WRITTEN PROBLEM 1:
Find every line in the records that contains the string "Query" and copy each of those lines.

EXCERPT TO READ:
● ● ●

# Concrete floor loft



## EgypSwiftLady (Jan 14, 2008)

We are going to build a new loft, conbining 2 lofts into one, and I'm wondering if anyone has a concrete floor in their loft and waht they like & dislike about it.

We live in WI. & we get the -0 temps. in the winter & 80 + days in the summer.


I would prefer a wood floor, but at this time the loft is going to be at least 40 ft. long... if I get my way! 


Thanks for anyones input.


----------



## spirit wings (Mar 29, 2008)

if you prefer a wood floor, then that is the way to go. concrete is cold and damp and hard to scrape, and holds moisture.


----------



## EgypSwiftLady (Jan 14, 2008)

spirit wings said:


> if you prefer a wood floor, then that is the way to go. concrete is cold and damp and hard to scrape, and holds moisture.


 The cost of wood vs. concrete is the reason I'm asking to hear pros & cons.

I should have also stated that the loft will be heated in the winter, when the temps. & wind chill drop, to keep it above freezing. In the summer we will provide fans to keep the inside air moving.


----------



## spirit wings (Mar 29, 2008)

● ● ●

DATASET EXCERPTS:
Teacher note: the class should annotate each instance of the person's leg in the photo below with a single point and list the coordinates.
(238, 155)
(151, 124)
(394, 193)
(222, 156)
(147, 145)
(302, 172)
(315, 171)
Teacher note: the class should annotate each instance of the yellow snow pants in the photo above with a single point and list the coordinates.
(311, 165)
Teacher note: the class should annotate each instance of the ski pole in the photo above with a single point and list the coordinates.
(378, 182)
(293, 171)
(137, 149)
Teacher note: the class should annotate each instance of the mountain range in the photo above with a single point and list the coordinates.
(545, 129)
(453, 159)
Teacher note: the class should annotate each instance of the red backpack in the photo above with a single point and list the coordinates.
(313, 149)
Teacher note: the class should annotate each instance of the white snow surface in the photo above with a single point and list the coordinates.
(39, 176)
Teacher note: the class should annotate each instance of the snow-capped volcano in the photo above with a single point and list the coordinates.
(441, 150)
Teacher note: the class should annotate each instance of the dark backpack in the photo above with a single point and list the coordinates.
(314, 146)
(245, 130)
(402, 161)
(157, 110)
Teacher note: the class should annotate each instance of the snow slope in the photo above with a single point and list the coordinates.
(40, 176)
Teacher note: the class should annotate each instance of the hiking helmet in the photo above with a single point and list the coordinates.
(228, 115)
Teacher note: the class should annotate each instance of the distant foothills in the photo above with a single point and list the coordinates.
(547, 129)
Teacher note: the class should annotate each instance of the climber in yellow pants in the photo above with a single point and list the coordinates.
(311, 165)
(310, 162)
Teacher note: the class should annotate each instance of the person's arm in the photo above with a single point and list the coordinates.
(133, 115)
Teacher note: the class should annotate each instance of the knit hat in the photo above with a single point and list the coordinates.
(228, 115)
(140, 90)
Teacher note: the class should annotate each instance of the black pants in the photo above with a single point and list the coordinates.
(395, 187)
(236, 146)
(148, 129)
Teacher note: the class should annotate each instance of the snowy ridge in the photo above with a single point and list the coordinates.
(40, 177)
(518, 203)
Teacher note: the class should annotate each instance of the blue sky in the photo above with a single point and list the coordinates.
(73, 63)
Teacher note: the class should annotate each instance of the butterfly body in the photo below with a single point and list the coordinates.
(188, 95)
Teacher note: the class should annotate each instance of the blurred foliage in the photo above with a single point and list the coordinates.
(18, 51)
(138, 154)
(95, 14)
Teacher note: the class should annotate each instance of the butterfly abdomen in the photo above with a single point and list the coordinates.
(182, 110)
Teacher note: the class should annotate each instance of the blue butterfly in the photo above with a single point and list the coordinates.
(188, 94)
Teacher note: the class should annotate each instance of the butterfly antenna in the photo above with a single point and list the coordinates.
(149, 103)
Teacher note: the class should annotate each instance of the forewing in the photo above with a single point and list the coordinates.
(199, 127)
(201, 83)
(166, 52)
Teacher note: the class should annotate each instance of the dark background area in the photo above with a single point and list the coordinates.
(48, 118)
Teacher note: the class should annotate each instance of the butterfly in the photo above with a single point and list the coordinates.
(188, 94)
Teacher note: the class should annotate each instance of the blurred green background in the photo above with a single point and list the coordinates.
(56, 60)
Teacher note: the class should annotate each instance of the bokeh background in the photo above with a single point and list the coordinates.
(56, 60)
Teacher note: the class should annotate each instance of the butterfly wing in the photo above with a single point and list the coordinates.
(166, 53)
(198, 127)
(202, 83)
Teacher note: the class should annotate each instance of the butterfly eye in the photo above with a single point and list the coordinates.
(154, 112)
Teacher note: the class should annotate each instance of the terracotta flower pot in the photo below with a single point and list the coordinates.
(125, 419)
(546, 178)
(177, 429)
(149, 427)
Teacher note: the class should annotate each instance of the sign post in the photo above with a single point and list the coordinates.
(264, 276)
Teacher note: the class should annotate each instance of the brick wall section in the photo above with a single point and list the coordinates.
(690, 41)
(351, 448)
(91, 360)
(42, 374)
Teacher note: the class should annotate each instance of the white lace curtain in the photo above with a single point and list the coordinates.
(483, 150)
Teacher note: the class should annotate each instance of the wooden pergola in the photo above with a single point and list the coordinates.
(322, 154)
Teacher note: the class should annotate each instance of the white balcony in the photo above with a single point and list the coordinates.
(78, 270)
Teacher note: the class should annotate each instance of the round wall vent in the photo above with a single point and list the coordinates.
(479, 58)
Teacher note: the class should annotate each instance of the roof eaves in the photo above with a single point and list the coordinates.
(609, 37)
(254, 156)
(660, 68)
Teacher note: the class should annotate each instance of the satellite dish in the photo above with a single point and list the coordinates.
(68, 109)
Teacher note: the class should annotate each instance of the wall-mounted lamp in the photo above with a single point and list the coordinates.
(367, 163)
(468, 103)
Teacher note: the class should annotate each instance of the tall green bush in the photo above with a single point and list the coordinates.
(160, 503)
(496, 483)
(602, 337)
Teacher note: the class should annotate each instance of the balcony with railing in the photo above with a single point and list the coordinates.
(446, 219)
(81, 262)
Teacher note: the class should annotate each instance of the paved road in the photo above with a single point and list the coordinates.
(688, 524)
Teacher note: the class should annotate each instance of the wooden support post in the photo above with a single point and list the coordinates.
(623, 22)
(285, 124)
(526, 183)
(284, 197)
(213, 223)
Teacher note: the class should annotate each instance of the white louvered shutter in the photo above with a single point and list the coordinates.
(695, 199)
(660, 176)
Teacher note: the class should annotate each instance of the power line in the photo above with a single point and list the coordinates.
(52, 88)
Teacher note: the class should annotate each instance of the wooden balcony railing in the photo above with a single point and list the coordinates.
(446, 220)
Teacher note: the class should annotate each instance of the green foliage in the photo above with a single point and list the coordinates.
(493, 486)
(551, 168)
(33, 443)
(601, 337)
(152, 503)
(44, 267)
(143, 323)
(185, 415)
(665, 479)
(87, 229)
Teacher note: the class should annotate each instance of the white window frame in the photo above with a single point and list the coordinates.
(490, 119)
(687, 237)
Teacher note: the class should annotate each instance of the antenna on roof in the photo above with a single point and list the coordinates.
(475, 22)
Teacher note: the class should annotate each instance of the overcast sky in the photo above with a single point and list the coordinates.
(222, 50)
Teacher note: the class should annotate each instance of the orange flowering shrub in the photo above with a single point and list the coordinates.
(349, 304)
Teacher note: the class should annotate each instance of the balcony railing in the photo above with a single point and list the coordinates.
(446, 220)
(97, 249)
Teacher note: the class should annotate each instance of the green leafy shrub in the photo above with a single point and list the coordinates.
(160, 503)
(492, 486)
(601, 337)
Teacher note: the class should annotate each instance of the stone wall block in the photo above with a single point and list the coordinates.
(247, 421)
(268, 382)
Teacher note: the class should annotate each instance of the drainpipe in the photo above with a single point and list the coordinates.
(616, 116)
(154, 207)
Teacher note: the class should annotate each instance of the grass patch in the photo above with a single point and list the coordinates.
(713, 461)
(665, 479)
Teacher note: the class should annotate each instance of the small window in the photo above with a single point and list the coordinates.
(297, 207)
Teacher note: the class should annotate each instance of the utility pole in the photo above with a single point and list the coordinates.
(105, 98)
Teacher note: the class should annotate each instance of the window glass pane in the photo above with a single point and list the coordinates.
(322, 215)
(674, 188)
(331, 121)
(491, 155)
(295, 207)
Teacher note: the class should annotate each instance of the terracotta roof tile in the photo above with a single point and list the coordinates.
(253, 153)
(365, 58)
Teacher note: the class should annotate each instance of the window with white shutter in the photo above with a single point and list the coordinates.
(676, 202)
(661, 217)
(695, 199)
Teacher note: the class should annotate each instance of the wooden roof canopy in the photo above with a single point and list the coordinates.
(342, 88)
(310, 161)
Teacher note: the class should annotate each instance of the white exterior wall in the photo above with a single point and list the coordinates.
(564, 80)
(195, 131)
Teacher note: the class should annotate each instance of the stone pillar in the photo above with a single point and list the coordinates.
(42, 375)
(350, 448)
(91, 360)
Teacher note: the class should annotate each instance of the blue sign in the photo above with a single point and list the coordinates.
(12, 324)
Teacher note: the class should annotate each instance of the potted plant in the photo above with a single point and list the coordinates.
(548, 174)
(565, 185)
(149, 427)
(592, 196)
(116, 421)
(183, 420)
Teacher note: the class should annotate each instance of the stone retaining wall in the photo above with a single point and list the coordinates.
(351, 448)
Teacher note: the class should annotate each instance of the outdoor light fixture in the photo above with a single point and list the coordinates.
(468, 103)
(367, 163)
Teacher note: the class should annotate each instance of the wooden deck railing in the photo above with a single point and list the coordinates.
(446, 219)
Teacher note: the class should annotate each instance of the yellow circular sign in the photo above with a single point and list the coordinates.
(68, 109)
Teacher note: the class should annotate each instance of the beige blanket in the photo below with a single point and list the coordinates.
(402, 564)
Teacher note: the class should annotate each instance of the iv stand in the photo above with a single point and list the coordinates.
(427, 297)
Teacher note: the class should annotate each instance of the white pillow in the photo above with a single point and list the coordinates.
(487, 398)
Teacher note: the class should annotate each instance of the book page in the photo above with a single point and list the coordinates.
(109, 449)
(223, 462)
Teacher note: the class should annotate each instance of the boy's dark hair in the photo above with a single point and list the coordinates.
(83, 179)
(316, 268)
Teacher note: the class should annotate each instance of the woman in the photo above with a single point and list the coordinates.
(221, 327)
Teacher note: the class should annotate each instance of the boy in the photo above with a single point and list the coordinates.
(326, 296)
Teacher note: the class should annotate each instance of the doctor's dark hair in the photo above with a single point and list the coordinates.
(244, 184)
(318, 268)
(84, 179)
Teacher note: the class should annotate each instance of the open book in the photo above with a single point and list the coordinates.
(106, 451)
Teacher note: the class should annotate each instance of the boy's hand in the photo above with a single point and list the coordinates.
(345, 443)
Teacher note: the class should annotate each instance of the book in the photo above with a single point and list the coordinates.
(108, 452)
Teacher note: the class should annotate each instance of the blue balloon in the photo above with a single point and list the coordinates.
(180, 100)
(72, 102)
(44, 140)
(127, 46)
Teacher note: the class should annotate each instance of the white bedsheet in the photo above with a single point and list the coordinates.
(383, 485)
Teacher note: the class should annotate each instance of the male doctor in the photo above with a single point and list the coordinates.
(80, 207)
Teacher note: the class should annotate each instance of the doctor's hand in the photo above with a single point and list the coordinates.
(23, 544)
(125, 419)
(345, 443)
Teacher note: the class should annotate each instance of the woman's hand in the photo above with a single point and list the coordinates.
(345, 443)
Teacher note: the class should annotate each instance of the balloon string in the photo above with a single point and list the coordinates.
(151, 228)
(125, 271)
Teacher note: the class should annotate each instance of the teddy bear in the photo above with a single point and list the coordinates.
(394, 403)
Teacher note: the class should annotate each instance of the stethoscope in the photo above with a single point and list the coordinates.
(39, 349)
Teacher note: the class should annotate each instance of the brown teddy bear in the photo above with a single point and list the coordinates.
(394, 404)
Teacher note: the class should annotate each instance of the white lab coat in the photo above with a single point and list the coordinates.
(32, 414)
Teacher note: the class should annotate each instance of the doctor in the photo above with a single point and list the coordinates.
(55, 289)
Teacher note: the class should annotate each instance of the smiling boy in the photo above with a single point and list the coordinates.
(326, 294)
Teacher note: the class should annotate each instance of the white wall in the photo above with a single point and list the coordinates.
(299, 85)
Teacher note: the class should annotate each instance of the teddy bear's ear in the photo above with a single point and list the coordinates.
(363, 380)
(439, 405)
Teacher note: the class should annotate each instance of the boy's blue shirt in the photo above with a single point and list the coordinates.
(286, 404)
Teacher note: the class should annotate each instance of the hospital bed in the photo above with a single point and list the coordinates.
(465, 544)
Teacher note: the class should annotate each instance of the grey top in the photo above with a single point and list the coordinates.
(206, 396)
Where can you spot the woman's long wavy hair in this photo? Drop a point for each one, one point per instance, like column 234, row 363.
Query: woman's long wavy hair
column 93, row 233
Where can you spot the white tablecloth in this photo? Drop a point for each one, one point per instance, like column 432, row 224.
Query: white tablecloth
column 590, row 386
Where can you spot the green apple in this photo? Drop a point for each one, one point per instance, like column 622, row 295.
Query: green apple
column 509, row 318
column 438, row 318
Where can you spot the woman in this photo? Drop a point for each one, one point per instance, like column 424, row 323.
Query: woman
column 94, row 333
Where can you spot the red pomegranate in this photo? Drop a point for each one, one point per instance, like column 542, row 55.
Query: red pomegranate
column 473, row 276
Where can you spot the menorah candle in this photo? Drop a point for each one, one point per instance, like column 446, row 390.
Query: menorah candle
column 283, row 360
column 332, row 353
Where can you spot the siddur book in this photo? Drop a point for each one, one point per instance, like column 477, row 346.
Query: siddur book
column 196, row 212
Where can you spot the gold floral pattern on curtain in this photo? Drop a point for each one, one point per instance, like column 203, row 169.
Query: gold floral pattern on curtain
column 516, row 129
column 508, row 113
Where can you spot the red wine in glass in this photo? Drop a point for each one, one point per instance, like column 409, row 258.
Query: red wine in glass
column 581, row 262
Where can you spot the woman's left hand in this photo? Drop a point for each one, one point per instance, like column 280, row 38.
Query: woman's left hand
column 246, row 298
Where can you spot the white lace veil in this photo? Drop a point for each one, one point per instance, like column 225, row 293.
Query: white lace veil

● ● ●

WRITTEN PROBLEM 2:
Pick up the forum thread on a concrete floor for a loft where it stops, and write what comes next.

TASK RESPONSE 1:
Query: woman's long wavy hair
Query: white tablecloth
Query: green apple
Query: woman
Query: red pomegranate
Query: menorah candle
Query: siddur book
Query: gold floral pattern on curtain
Query: red wine in glass
Query: woman's left hand
Query: white lace veil

TASK RESPONSE 2:
concrete is the last choice IMO, it holds moisture from the droppings and wood drys quicker, also your scrapper will get worn down in no time with concrete. usually a thick smooth plywood is used, I think in the long run you would be happier with the wood. concrete can still feel cold to the touch even in heated situations.


----------



## sreeshs (Aug 16, 2009)

I have concrete floor for my loft, the concrete floor also has a cement lining. I don't have issues with moistiure from droppings. I use a farm grade iron scrapper and also wash the complete floor once in a month thoroughly. Concrete will last for ever and pretty resistant to most types of damages, but climate at my region usually doesn't fall below 19 degrees C.


----------



## spirit wings (Mar 29, 2008)

here are two different fanciers take on the concrete floor issue.

"Wetness in the loft
Waterproofing the loft is a priority, because wet floors endanger the health of the birds. Fit race birds immediately lose form and often succumb to coccidiosis three days after the floor gets wet. Disinfecting or cleaning the loft using water must be reserved for warm days or allowed to dry whilst the birds are out exercising. Concrete slabs hold water and are not recommended for race lofts and must be designed to drain and dry quickly when used beneath elevated flights during the race season."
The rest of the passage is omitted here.